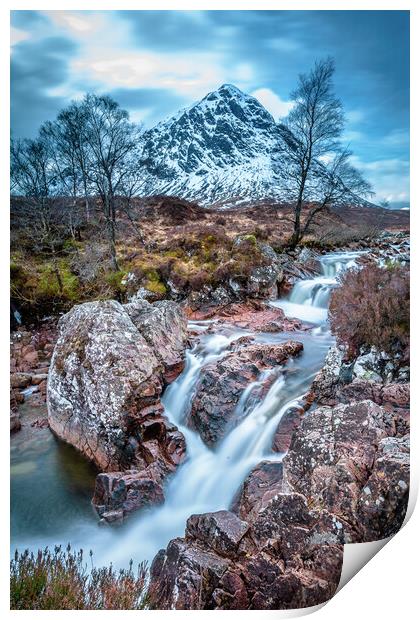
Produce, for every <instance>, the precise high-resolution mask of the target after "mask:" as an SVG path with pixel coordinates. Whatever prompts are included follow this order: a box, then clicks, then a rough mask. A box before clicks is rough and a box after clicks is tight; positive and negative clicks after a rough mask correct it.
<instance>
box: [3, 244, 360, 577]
mask: <svg viewBox="0 0 420 620" xmlns="http://www.w3.org/2000/svg"><path fill="white" fill-rule="evenodd" d="M359 254H360V253H358V252H335V253H331V254H326V255H324V256H323V257H321V266H322V275H320V276H317V277H314V278H312V279H310V280H301V281H299V282H297V283H296V284H295V286H294V288H293V290H292V291H291V293H290V295H289V297H288V298H287V299H281V300H277V301H274V302H271V303H272V305H275V306H279V307H281V308H283V310H284V311H285V313H286V315H287V316H290V317H297V318H300V319H302V320H304V321H306V322H309V323H311V325H313V327H312V328H311V329H310V330H308V331H302V332H293V333H287V332H282V333H277V334H276V333H274V334H273V333H269V334H255V339H256V341H257V342H276V343H278V342H283V341H286V340H289V339H294V340H299V341H301V342H302V343H303V345H304V350H303V353H302V354H301V355H300V356H299V357H297V358H295V359H291V360H289V362H288V363H287V364H286V366H285V368H284V371H283V372H281V373H277V375H278V376H277V378H276V380H275V381H274V383H273V384H272V386H271V388H270V390H269V391H268V393H267V395H266V396H265V397H264V399H263V400H262V401H261V402H259V403H256V404H255V403H253V402H252V399H251V398H250V394H251V392H252V387H253V386H252V385H250V386H248V387H247V388H246V390H245V391H244V393H243V395H242V397H241V399H240V402H239V404H238V406H237V410H236V415H237V416H238V419H240V420H241V422H240V423H239V424H238V425H237V426H236V427H235V428H233V429H232V430H231V431H230V433H229V434H228V435H227V436H226V437H225V438H224V439H223V440H222V441H221V442H220V443H219V444H218V446H217V448H216V449H213V450H212V449H209V448H208V447H207V446H206V445H205V444H204V443H203V442H202V440H201V439H200V437H199V435H198V434H197V433H196V432H195V431H193V430H191V429H189V428H187V427H186V426H184V420H185V416H186V413H187V412H188V408H189V406H190V403H191V399H192V396H193V394H194V390H195V385H196V383H197V380H198V377H199V373H200V369H201V368H202V367H203V366H204V365H205V364H207V363H208V362H210V361H213V360H216V359H217V358H220V357H222V356H223V355H225V354H226V353H227V351H228V347H229V345H230V344H231V343H232V341H234V340H235V339H237V338H240V337H241V336H243V335H246V334H250V333H252V332H250V331H246V330H242V329H237V328H234V327H229V326H226V325H224V326H222V327H220V329H219V330H218V331H217V332H216V333H208V332H207V328H208V327H209V323H211V321H202V322H196V323H191V328H192V329H194V331H198V332H201V335H200V337H199V338H198V341H197V342H196V344H195V346H194V347H193V348H192V349H191V350H188V351H187V354H186V365H185V369H184V371H183V373H182V374H181V375H180V376H179V377H178V379H177V380H176V381H175V382H174V383H172V384H171V385H170V386H169V387H168V388H167V389H166V391H165V394H164V396H163V404H164V407H165V410H166V415H167V416H168V418H169V419H170V420H171V421H173V422H174V423H175V424H176V425H177V426H178V428H179V429H180V430H181V431H182V432H183V433H184V435H185V438H186V442H187V459H186V461H185V463H184V464H183V465H181V466H180V467H179V468H178V470H177V471H176V473H175V474H174V475H173V476H172V477H171V479H170V480H169V482H168V483H167V486H166V492H165V496H166V501H165V503H164V504H163V505H161V506H158V507H155V508H151V509H149V510H145V511H143V512H140V513H136V514H134V515H133V516H132V517H131V518H130V519H128V520H127V521H126V522H125V524H124V525H122V526H120V527H110V526H102V527H100V526H98V519H97V516H96V514H95V513H94V511H93V509H92V508H91V505H90V499H91V497H92V493H93V487H94V479H95V475H96V471H95V469H94V468H93V467H92V466H91V465H90V464H89V463H87V461H86V460H85V459H84V458H83V457H82V456H81V455H79V454H78V453H77V452H76V451H75V450H74V449H73V448H72V447H71V446H68V445H66V444H64V443H63V442H61V441H59V440H58V439H56V438H55V437H54V436H53V435H52V434H51V433H50V431H49V430H48V429H39V430H37V431H36V432H33V431H32V432H29V429H28V427H26V430H25V426H24V427H23V429H22V431H20V432H18V433H16V434H15V435H13V436H12V438H11V551H12V552H14V550H15V549H16V548H18V549H20V550H23V549H25V548H29V549H38V548H43V547H45V546H47V545H48V546H50V547H53V546H54V545H57V544H61V545H64V546H65V545H67V543H70V544H71V545H72V547H73V548H76V549H78V548H83V549H84V550H85V551H88V550H92V551H93V558H94V562H95V564H96V565H103V564H108V563H110V562H112V563H113V564H114V566H127V564H128V562H129V560H130V559H133V560H134V562H135V563H137V562H140V561H143V560H147V561H149V562H150V561H151V560H152V559H153V557H154V556H155V554H156V553H157V551H158V550H159V549H161V548H163V547H166V545H167V543H168V542H169V540H170V539H171V538H175V537H177V536H183V534H184V530H185V522H186V519H187V518H188V517H189V516H190V515H191V514H194V513H203V512H212V511H216V510H221V509H227V508H229V506H230V504H231V502H232V499H233V498H234V496H235V494H236V492H237V491H238V489H239V487H240V485H241V483H242V481H243V480H244V478H245V477H246V475H247V474H248V472H249V471H250V470H251V469H252V468H253V467H254V466H255V465H256V464H257V463H259V462H260V461H261V460H266V459H273V460H274V459H276V460H279V459H281V458H282V456H283V455H281V454H278V453H274V452H272V450H271V444H272V439H273V435H274V432H275V430H276V427H277V425H278V423H279V421H280V419H281V417H282V415H283V414H284V413H285V411H287V409H289V408H290V407H293V406H299V400H300V398H301V397H302V396H303V395H304V394H305V392H306V391H307V390H308V388H309V386H310V385H311V382H312V380H313V378H314V376H315V374H316V373H317V372H318V370H319V369H320V368H321V367H322V365H323V362H324V359H325V355H326V353H327V351H328V349H329V347H330V346H331V344H332V343H333V337H332V336H331V333H330V331H329V328H328V321H327V318H328V316H327V315H328V303H329V297H330V293H331V290H332V289H333V288H334V287H335V286H336V283H337V280H336V278H337V274H338V273H339V272H340V271H341V270H343V269H346V268H349V267H351V266H354V265H355V259H356V258H357V256H358V255H359ZM261 378H262V377H261ZM261 378H260V379H261ZM25 408H26V410H27V414H25V415H28V416H29V417H30V416H31V415H34V412H31V410H30V399H29V400H28V401H27V403H26V404H25ZM35 417H36V416H35Z"/></svg>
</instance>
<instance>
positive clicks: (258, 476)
mask: <svg viewBox="0 0 420 620" xmlns="http://www.w3.org/2000/svg"><path fill="white" fill-rule="evenodd" d="M283 490H284V485H283V465H282V463H281V462H280V461H261V463H259V464H258V465H257V466H256V467H254V469H253V470H252V471H251V472H250V473H249V474H248V476H247V477H246V478H245V480H244V482H243V484H242V485H241V488H240V489H239V492H238V494H237V495H236V497H235V499H234V500H233V502H232V511H233V512H235V513H236V514H237V515H239V517H241V519H246V520H247V521H252V520H253V518H254V517H255V515H256V514H257V513H258V511H259V510H260V508H261V506H262V504H263V503H264V502H266V501H268V500H269V499H270V498H271V497H273V496H274V495H275V494H276V493H279V492H281V491H283Z"/></svg>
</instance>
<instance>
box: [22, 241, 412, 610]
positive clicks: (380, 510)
mask: <svg viewBox="0 0 420 620" xmlns="http://www.w3.org/2000/svg"><path fill="white" fill-rule="evenodd" d="M404 243H405V240H402V241H401V242H398V243H396V244H395V246H396V247H395V248H394V252H395V253H397V254H399V255H400V260H405V258H404V253H405V252H408V247H406V246H405V245H404ZM350 249H352V248H350ZM384 251H385V248H383V247H382V246H381V244H380V243H378V244H377V246H376V248H375V249H374V251H373V253H371V256H372V257H373V260H375V261H381V260H386V256H385V255H384V254H383V252H384ZM401 255H402V259H401ZM362 260H366V257H364V258H363V259H362ZM408 260H409V257H408V258H407V261H408ZM315 271H316V254H315V253H314V252H312V251H310V250H305V251H302V252H301V253H300V254H299V256H297V257H296V260H294V261H293V264H291V263H285V264H283V265H282V264H280V262H279V260H278V258H276V259H275V269H273V270H271V269H269V270H265V271H264V272H263V273H262V272H258V273H259V275H258V278H256V273H255V272H251V276H250V280H249V282H248V283H247V284H245V285H244V284H242V286H243V287H244V292H243V293H241V294H240V295H239V293H238V291H235V292H234V293H232V291H233V289H232V288H231V289H229V290H230V291H231V293H229V295H227V296H226V295H224V296H223V297H222V299H223V303H221V304H220V303H219V301H220V294H221V293H220V291H219V292H218V293H217V292H216V295H215V296H214V295H213V296H212V295H211V294H209V293H208V292H206V296H205V297H203V299H205V303H204V304H201V305H200V304H198V301H197V299H196V298H194V299H193V300H189V304H187V305H186V306H185V304H184V306H185V307H184V309H183V310H182V309H181V307H180V305H179V304H177V303H175V302H173V301H162V302H155V303H153V304H150V303H149V302H147V301H144V300H142V299H139V298H135V299H133V300H132V301H131V302H130V303H127V304H120V303H118V302H116V301H107V302H92V303H86V304H82V305H79V306H75V307H74V308H73V309H72V310H71V311H70V312H69V313H68V314H66V315H64V316H63V317H62V318H61V319H60V321H59V324H58V336H56V335H55V333H54V334H53V332H52V331H51V334H50V336H49V337H46V336H44V340H42V338H41V344H40V345H37V343H35V344H34V343H32V342H27V341H28V340H30V338H29V337H28V336H27V335H25V336H23V338H21V339H16V340H15V341H14V345H13V346H14V351H15V357H14V360H15V363H14V367H13V370H14V372H13V374H12V388H13V391H12V395H14V397H15V399H16V397H19V396H18V395H19V394H21V391H22V389H25V388H27V387H29V386H32V387H34V388H35V392H37V393H39V394H40V395H41V396H42V392H41V387H37V386H45V387H42V389H43V390H44V393H45V391H46V392H47V398H48V421H49V425H50V427H51V429H52V431H53V432H54V433H55V434H57V435H58V436H59V437H60V438H62V439H63V440H65V441H67V442H69V443H71V444H72V445H74V446H75V447H76V448H77V449H79V450H80V451H81V452H82V453H83V454H84V455H85V456H86V457H87V458H89V459H90V460H92V461H93V462H94V463H95V464H96V465H97V467H98V468H99V470H100V472H101V473H99V474H98V476H97V479H96V486H95V492H94V497H93V505H94V506H95V508H96V510H97V512H98V514H99V517H100V519H101V522H103V523H105V522H108V523H111V522H112V523H119V522H121V521H122V520H123V519H124V518H125V517H126V516H127V515H128V514H130V513H132V512H133V511H134V510H139V509H141V508H143V507H145V506H148V505H152V504H158V503H161V502H163V501H164V488H165V480H166V478H167V476H168V475H170V474H171V473H173V472H174V471H175V470H176V468H177V467H178V466H179V464H181V463H182V461H183V460H184V458H185V451H186V446H185V439H184V437H183V435H182V433H180V432H179V430H178V429H177V428H176V427H175V426H174V425H172V424H171V423H170V422H169V421H168V419H167V418H166V416H165V414H164V410H163V406H162V404H161V396H162V393H163V391H164V389H165V387H166V386H167V385H168V384H169V383H170V382H172V381H173V380H174V379H175V378H176V377H177V376H178V375H179V373H180V372H181V371H182V369H183V365H184V355H185V349H186V346H187V345H188V339H189V338H194V337H195V334H194V332H193V331H192V332H190V333H189V334H188V332H187V319H186V315H188V316H189V317H190V318H193V319H195V320H200V319H208V318H211V319H212V321H213V322H212V325H211V326H210V327H209V329H213V330H217V329H219V328H220V327H223V325H225V324H233V325H236V326H238V327H242V328H244V329H252V330H253V331H254V332H258V331H261V332H266V333H270V332H281V331H287V332H291V333H292V335H293V339H291V340H289V341H288V342H285V343H282V344H276V345H273V344H261V343H256V342H255V341H254V340H253V338H252V337H249V336H245V337H243V338H240V339H239V340H237V341H235V342H234V343H232V345H231V347H230V350H229V352H228V353H227V355H226V356H224V357H222V358H220V359H218V360H216V361H214V362H211V363H209V364H207V365H206V366H204V367H203V368H202V370H201V373H200V376H199V380H198V384H197V389H196V391H195V394H194V397H193V400H192V403H191V410H190V412H189V418H188V423H189V425H190V426H191V427H192V428H194V429H195V430H196V431H197V432H198V433H199V434H200V436H201V437H202V439H203V441H204V442H205V443H207V444H208V445H209V446H211V447H213V446H215V445H217V443H218V442H219V441H220V440H221V439H222V438H223V437H224V436H226V434H227V432H229V430H230V429H231V428H232V425H234V424H236V423H238V419H237V418H235V415H234V414H235V412H237V406H238V403H239V401H240V397H241V394H242V393H243V390H244V388H245V387H246V386H248V385H249V384H250V383H252V382H256V380H257V379H258V378H259V377H261V376H263V377H264V380H262V381H260V382H257V384H256V386H255V389H254V393H253V394H252V395H251V396H252V398H253V399H254V400H255V402H258V401H259V400H261V399H262V398H263V397H264V395H265V394H266V393H267V391H268V389H269V388H270V386H271V385H272V382H273V380H274V379H275V378H276V377H277V376H278V373H281V372H283V369H284V365H285V363H286V362H287V360H288V359H289V358H291V357H294V356H298V355H299V354H300V352H301V351H302V348H303V345H302V343H301V342H299V332H301V331H303V330H305V329H308V326H306V325H304V324H302V323H301V322H300V321H297V320H289V319H286V318H285V316H284V314H283V312H282V311H281V310H280V309H279V308H272V307H268V306H267V305H265V304H264V302H263V301H262V300H261V297H263V298H264V297H265V298H267V297H270V295H274V294H275V292H276V291H278V290H280V289H281V288H283V290H287V288H288V287H290V285H291V284H292V283H293V281H294V280H295V279H296V278H298V277H302V275H310V274H313V273H314V272H315ZM253 278H254V279H253ZM255 278H256V279H255ZM256 281H257V282H258V285H256V283H255V282H256ZM226 290H227V289H226ZM262 291H263V292H262ZM253 295H255V297H253ZM241 296H242V299H241ZM250 298H251V299H250ZM244 299H245V300H244ZM51 329H52V328H51ZM44 331H45V330H44ZM295 335H296V338H295ZM56 338H58V339H57V343H56V346H55V349H54V353H53V355H52V359H51V352H52V346H51V342H52V341H54V339H56ZM22 339H23V342H21V340H22ZM25 347H26V348H25ZM35 358H36V359H35ZM50 361H51V363H50ZM48 367H49V375H48V389H46V383H43V382H45V379H46V377H45V374H46V372H43V373H42V372H40V371H41V370H44V371H46V370H47V369H48ZM39 375H40V376H39ZM408 382H409V368H408V367H407V366H404V363H403V361H402V360H398V359H394V358H391V357H390V356H387V355H385V354H384V353H381V352H379V351H376V350H374V349H366V350H364V351H362V352H361V354H360V355H359V356H358V357H357V358H356V359H352V360H351V361H350V360H349V359H348V358H347V352H346V348H345V347H341V348H339V347H333V348H332V349H331V350H330V352H329V354H328V356H327V359H326V361H325V365H324V367H323V369H322V370H321V371H320V372H319V373H318V375H317V376H316V378H315V380H314V381H313V384H312V386H311V389H310V391H309V392H308V393H307V394H306V395H305V396H304V398H303V399H302V402H301V403H300V404H299V406H295V407H293V408H291V409H290V410H289V411H286V413H285V415H284V416H283V418H282V419H281V421H280V423H279V426H278V428H277V430H276V432H275V435H274V437H273V445H272V450H273V454H275V453H278V456H279V458H278V460H274V461H271V460H268V461H263V462H261V463H260V464H259V465H258V466H257V467H255V468H254V469H253V470H252V471H251V472H250V473H249V475H248V476H247V478H246V480H245V481H244V482H243V484H242V486H241V488H240V489H239V490H238V492H237V494H236V496H235V498H234V499H233V502H232V504H231V506H230V507H229V510H222V511H218V512H215V513H206V514H201V515H191V516H190V518H189V519H188V521H187V523H186V529H185V536H184V537H182V538H176V539H174V540H172V541H170V542H169V544H168V546H167V548H166V549H162V550H161V551H160V552H159V553H158V554H157V556H156V557H155V559H154V561H153V563H152V566H151V582H150V597H151V601H152V605H153V606H154V607H156V608H161V609H292V608H297V607H306V606H312V605H316V604H318V603H321V602H323V601H326V600H328V599H329V598H330V597H331V596H332V595H333V593H334V591H335V589H336V588H337V585H338V583H339V580H340V576H341V566H342V556H343V545H344V543H352V542H366V541H373V540H378V539H381V538H384V537H387V536H390V535H392V534H394V533H395V532H397V531H398V529H399V528H400V527H401V525H402V523H403V520H404V516H405V511H406V507H407V502H408V493H409V383H408ZM15 411H16V408H15ZM239 421H240V420H239ZM17 422H19V420H18V418H17ZM282 457H284V458H282Z"/></svg>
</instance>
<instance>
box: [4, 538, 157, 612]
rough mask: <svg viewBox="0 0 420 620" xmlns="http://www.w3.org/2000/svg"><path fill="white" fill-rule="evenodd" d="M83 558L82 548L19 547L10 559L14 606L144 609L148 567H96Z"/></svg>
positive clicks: (145, 595) (32, 608) (70, 608)
mask: <svg viewBox="0 0 420 620" xmlns="http://www.w3.org/2000/svg"><path fill="white" fill-rule="evenodd" d="M90 563H91V566H90V567H88V565H87V563H86V562H85V561H84V558H83V551H82V550H80V551H79V552H75V551H72V550H71V549H70V546H68V547H67V549H66V550H65V551H63V550H62V549H61V547H55V549H54V551H53V552H52V551H50V550H49V549H48V547H47V548H45V549H44V550H43V551H41V550H39V551H38V553H37V554H33V553H30V552H29V551H28V550H26V551H24V552H23V553H19V552H18V551H16V553H15V556H14V558H13V559H12V561H11V562H10V608H11V609H144V608H145V607H146V604H147V597H146V573H147V571H146V567H145V565H144V564H141V565H139V567H138V569H137V571H136V572H134V570H133V566H132V562H131V563H130V566H129V568H128V569H127V570H120V571H116V570H115V569H113V567H112V565H111V566H109V567H105V568H95V567H94V566H93V562H92V553H90Z"/></svg>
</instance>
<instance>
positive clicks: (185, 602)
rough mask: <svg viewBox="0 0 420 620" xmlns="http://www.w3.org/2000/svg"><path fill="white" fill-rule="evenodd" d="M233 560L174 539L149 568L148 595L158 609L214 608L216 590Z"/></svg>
mask: <svg viewBox="0 0 420 620" xmlns="http://www.w3.org/2000/svg"><path fill="white" fill-rule="evenodd" d="M230 564H231V562H230V560H229V559H227V558H222V557H220V556H218V555H217V554H216V553H214V552H212V551H209V550H207V549H203V548H202V547H200V546H199V544H194V543H191V542H187V541H185V540H183V539H182V538H175V539H174V540H171V542H170V543H169V545H168V547H167V549H166V550H163V549H162V550H161V551H160V552H159V553H158V554H157V556H156V557H155V559H154V560H153V563H152V565H151V568H150V579H151V581H150V588H149V595H150V597H151V600H152V605H153V607H154V608H158V609H214V608H215V606H216V603H215V601H214V600H213V597H212V595H213V592H214V590H215V589H216V587H217V585H218V584H219V582H220V580H221V578H222V577H223V575H224V574H225V573H226V571H227V570H228V567H229V566H230Z"/></svg>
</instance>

★ ★ ★ ★ ★

Task objective:
State how many lines in the records above contain the string "positive", with case counting, and give only that number.

Result below:
5